:: MATERIAL SUPPLIED

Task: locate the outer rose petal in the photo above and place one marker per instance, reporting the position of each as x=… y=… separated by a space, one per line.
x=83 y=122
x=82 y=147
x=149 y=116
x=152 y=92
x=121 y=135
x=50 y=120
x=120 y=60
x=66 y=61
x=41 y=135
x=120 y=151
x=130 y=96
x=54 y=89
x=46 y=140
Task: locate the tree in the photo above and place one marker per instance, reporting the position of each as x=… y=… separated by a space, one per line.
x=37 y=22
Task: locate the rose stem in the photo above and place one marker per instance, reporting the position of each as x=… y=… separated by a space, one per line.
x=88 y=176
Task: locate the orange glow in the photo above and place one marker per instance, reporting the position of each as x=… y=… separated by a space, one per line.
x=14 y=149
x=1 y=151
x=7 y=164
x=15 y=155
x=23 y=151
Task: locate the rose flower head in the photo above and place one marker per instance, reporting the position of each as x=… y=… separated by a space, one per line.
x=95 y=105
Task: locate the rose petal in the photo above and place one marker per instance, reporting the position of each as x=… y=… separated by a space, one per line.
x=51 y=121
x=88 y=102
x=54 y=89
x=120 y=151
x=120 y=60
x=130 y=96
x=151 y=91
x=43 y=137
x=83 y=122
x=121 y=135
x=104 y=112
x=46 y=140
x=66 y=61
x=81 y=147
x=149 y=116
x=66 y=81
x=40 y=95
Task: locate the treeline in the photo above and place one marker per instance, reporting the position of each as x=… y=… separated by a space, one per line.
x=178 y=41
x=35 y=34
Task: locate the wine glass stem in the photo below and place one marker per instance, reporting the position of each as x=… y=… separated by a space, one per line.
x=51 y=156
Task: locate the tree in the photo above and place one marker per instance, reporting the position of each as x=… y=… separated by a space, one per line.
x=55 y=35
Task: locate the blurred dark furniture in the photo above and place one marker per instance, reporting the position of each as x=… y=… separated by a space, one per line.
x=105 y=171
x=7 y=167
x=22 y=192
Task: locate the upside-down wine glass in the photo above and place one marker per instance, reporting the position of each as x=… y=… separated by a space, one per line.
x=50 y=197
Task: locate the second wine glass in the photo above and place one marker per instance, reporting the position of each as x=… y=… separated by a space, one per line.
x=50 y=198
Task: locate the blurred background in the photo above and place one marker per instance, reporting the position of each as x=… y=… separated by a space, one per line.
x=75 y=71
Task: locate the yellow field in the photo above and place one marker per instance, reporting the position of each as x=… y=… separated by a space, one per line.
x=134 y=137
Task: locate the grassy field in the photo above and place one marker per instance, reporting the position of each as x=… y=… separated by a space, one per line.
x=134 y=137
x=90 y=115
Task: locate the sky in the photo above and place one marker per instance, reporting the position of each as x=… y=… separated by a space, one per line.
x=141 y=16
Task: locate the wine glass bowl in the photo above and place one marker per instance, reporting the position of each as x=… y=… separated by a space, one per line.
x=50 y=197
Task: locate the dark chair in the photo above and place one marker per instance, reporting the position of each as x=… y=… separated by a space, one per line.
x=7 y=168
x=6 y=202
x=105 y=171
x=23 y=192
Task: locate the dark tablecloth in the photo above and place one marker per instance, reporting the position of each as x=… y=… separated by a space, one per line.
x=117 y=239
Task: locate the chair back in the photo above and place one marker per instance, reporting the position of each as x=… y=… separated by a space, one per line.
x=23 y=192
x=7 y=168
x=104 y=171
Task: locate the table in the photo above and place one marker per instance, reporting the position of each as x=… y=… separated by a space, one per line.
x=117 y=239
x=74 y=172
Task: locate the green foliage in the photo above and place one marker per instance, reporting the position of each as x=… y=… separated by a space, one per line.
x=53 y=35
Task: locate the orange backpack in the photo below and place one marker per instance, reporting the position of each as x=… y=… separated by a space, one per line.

::::

Your task is to reproduce the whole listing exactly.

> _EXPECTED ANSWER_:
Task: locate the outer rose petal in the photo above and place one marker per instance, reporting the position of each as x=… y=… separated by a space, one per line.
x=83 y=122
x=82 y=147
x=149 y=116
x=152 y=92
x=121 y=135
x=50 y=120
x=120 y=60
x=66 y=61
x=41 y=135
x=120 y=151
x=130 y=96
x=54 y=89
x=46 y=140
Task: locate the tree in the photo above and place one marker per instance, reporting the position of each as x=… y=… separated by a space, one per line.
x=37 y=22
Task: locate the rose stem in the photo above and place one marker per instance, reporting the position of each as x=… y=… separated by a space, one per line.
x=88 y=176
Task: locate the orange glow in the photo above and place one marker per instance, reporting the position of each as x=… y=… separated by a space, one per line.
x=14 y=149
x=1 y=151
x=7 y=164
x=15 y=155
x=23 y=151
Task: locate the rose flower head in the photo above and place one marker per instance, reporting the position of each as x=… y=… separated by a space, one per line.
x=95 y=105
Task: locate the rose petal in the photo above and place one marker per instance, reporting the position of each as x=… y=… separated by a space, one per line.
x=51 y=121
x=88 y=102
x=54 y=89
x=120 y=151
x=120 y=60
x=130 y=96
x=151 y=91
x=43 y=137
x=83 y=122
x=121 y=135
x=104 y=112
x=46 y=140
x=66 y=61
x=81 y=147
x=149 y=116
x=66 y=81
x=40 y=95
Task: locate the treeline in the photo above and place one marker per instance, reporting the position of each as x=… y=… separated by a space, one per line.
x=178 y=41
x=35 y=34
Task: locate the wine glass stem in the photo below and place one marker per instance, reporting the position of each as x=… y=… separated by a space, one per line.
x=51 y=156
Task: locate the tree in the photo above and place one marker per instance, reporting the position of each as x=… y=… separated by a space, one per line.
x=55 y=35
Task: locate the blurred dark furniture in the photo above and place one marker per instance, reporting the position of each as x=… y=… separated by a space, one per line.
x=105 y=171
x=7 y=167
x=22 y=192
Task: locate the upside-down wine glass in the photo above and place one marker per instance, reporting the position of each as x=… y=… separated by a space, one per line.
x=50 y=197
Task: locate the second wine glass in the photo above and place one marker per instance, reporting the position of each as x=… y=… separated by a space, one per line.
x=50 y=198
Task: locate the blurred background in the photo above and place one marker per instance, reporting the position of each as x=… y=… separated by a space, one per line.
x=75 y=71
Task: locate the yellow field in the photo above and place one marker per instance, reporting the position of each as x=… y=… separated by a space, one per line.
x=134 y=137
Task: locate the grassy field in the photo above and place one marker per instance, reporting the position of each as x=… y=… separated by a space, one per line.
x=134 y=137
x=90 y=115
Task: locate the sky in the photo above and place one marker per instance, reporting the position of each as x=… y=… separated by a space, one per line.
x=141 y=16
Task: locate the wine glass bowl in the photo above and place one marker per instance, reporting the position of each as x=… y=… separated by a space, one per line.
x=50 y=197
Task: locate the dark chair in the photo above and place one marker per instance, reporting the position of each as x=… y=… separated by a space, one per line.
x=7 y=168
x=6 y=202
x=105 y=171
x=23 y=192
Task: locate the dark tablecloth in the photo above and place one marker per instance, reporting the position of each as x=… y=… separated by a space, one per line.
x=117 y=239
Task: locate the chair back in the photo above and place one marker per instance, reporting the position of each as x=… y=… separated by a space, one per line.
x=23 y=192
x=7 y=168
x=104 y=171
Task: locate the table in the photo above and place one marker per instance, reporting the position of each as x=… y=… separated by a space, one per line.
x=117 y=239
x=74 y=172
Task: locate the green foliage in the photo above and place one marker per instance, reporting the position of each as x=… y=… separated by a space, one per line.
x=53 y=35
Task: locate the orange backpack in the photo below and place one marker per instance, reporting the position of each as x=… y=… separated by a space, one per line.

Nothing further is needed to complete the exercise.